SUPPLIED DATA:
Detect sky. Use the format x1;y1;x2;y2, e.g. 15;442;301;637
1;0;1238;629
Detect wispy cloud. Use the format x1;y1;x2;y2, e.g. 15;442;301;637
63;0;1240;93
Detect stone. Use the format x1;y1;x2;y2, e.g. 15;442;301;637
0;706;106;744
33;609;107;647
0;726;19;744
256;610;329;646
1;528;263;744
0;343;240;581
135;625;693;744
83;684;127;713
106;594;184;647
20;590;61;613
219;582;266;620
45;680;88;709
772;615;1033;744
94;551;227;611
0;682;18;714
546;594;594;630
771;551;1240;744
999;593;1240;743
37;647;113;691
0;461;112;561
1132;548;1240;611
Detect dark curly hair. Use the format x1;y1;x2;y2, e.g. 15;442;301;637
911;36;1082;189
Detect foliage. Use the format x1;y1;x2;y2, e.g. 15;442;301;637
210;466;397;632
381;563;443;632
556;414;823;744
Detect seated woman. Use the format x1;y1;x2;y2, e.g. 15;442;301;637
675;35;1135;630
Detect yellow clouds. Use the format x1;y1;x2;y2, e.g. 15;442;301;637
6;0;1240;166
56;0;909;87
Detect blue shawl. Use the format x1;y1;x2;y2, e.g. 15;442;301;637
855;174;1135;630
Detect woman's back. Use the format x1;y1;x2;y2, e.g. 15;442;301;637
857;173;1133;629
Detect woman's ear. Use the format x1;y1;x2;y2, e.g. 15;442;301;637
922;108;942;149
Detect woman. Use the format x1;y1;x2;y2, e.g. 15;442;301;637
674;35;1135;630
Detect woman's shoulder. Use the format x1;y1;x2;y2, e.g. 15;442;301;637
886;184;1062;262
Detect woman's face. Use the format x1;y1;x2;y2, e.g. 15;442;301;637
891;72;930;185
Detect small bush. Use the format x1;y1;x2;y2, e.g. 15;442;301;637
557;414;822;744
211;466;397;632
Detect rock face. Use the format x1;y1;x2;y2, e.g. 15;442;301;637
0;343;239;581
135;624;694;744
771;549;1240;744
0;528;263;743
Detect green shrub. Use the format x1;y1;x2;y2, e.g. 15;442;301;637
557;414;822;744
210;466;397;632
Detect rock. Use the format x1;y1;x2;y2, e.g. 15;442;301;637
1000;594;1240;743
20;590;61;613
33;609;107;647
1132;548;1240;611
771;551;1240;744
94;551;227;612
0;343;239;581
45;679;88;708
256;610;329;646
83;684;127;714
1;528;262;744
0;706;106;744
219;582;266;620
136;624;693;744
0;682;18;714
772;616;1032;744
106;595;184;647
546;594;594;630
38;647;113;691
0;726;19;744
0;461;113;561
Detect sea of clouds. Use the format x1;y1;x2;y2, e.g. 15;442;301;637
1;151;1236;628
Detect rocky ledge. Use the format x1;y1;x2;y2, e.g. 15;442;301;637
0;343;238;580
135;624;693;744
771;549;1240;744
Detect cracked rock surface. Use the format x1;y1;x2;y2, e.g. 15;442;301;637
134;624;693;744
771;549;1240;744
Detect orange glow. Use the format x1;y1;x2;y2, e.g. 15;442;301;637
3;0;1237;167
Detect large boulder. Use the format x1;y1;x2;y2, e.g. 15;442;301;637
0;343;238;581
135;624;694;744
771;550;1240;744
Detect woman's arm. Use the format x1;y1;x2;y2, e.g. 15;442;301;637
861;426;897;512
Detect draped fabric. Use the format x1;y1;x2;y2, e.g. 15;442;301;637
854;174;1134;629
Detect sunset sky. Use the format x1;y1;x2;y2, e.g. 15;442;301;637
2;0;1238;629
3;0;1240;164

WHAT YOU ARE ASKED TO DO: Give the data again, exactly as it stands.

RESULT OF THIS EXERCISE:
Detect sky. Use the format x1;y1;x2;y2, e.g. 15;442;301;637
1;0;1238;629
Detect wispy cloud. Use the format x1;y1;x2;y2, e.g. 15;442;301;637
63;0;1240;93
Detect stone. Use the format x1;y1;x2;y2, e.g. 15;442;301;637
0;706;106;744
33;609;107;647
0;726;19;744
256;610;329;646
1;528;263;744
0;343;240;581
135;625;693;744
83;684;127;713
106;594;184;647
20;590;61;613
219;582;266;620
45;680;88;709
772;615;1033;744
94;551;227;611
0;682;18;714
546;594;594;630
771;551;1240;744
999;593;1240;743
37;647;113;691
0;461;112;561
1132;548;1240;611
Detect dark curly hair. Use the format x1;y1;x2;y2, e.g. 15;442;301;637
911;36;1082;189
Detect foliage. Use the format x1;y1;x2;y2, e.g. 15;442;301;637
210;466;397;632
381;563;443;632
556;414;823;744
Detect seated woman. Use the format x1;y1;x2;y2, e.g. 15;442;301;637
675;35;1135;630
Detect yellow clouds. Use the format x1;y1;x2;y2, e.g. 15;442;301;637
6;0;1240;166
56;0;909;87
Detect blue shawl. Use the format x1;y1;x2;y2, e.g. 15;442;301;637
855;174;1135;630
Detect woman's back. Use the format x1;y1;x2;y2, e.g. 15;442;301;637
857;173;1133;629
Detect woman's ear. Use the format x1;y1;x2;y2, e.g. 15;442;301;637
922;108;942;149
Detect woman. Use the format x1;y1;x2;y2, e.g. 15;442;301;637
674;35;1135;630
Detect woman's shoulder. Use the format x1;y1;x2;y2, e.g. 15;442;301;637
886;184;1062;262
Detect woman's face. Use the format x1;y1;x2;y2, e.g. 15;442;301;637
891;72;930;185
Detect small bush. Use the format x1;y1;x2;y2, e.g. 15;442;301;637
557;414;822;744
211;466;397;632
Detect rock face. Use the format x1;y1;x2;y2, e.g. 15;442;301;637
0;343;239;581
135;624;694;744
771;549;1240;744
0;528;263;743
Detect green shrub. Use the format x1;y1;x2;y2, e.g. 15;442;301;637
557;414;822;744
210;466;397;632
Detect rock. Use the format x1;y1;x2;y2, e.g. 15;442;301;637
1000;594;1240;743
20;590;61;613
33;609;107;647
1132;548;1240;611
771;551;1240;744
94;551;227;612
0;343;239;581
45;679;88;708
256;610;329;646
83;684;127;714
1;528;262;744
0;706;106;744
219;582;266;620
136;624;693;744
0;682;18;714
772;616;1032;744
106;595;184;647
546;594;594;630
38;647;113;691
0;726;19;744
0;461;113;561
Detect sea of clouds. Use the format x1;y1;x2;y2, e.g. 15;442;301;637
1;151;1236;628
Detect rocky ledge. Use the format x1;y1;x2;y2, e.g. 15;442;301;637
0;343;238;580
135;624;693;744
771;549;1240;744
Detect cracked rock surface. Use the format x1;y1;x2;y2, e.g. 15;442;301;637
134;624;693;744
771;549;1240;744
Detect orange glow. Use the format x1;y1;x2;y2, e.g. 15;442;301;637
3;0;1237;167
Detect large boulder. Use the format x1;y1;x2;y2, e.g. 15;442;301;637
0;343;238;581
135;624;694;744
771;550;1240;744
Detect woman's arm. Use the format x1;y1;x2;y2, e.g. 15;442;301;637
861;426;897;512
Detect draped fabric. Use the format x1;y1;x2;y2, e.g. 15;442;301;637
854;174;1134;629
Detect sunset sky. Use the format x1;y1;x2;y2, e.g. 15;442;301;637
2;0;1238;629
3;0;1240;164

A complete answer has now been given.